START Data provided

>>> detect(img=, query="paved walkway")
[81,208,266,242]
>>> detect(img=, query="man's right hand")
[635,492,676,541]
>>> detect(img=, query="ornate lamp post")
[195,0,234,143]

END Data provided
START Data provided

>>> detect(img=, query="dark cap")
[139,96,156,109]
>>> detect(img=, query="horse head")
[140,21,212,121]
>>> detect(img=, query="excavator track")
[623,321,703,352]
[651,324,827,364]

END Data provided

## [Description of the task]
Count the lines of the data above that contain the string "detect", and reply with the number only.

## [Output below]
6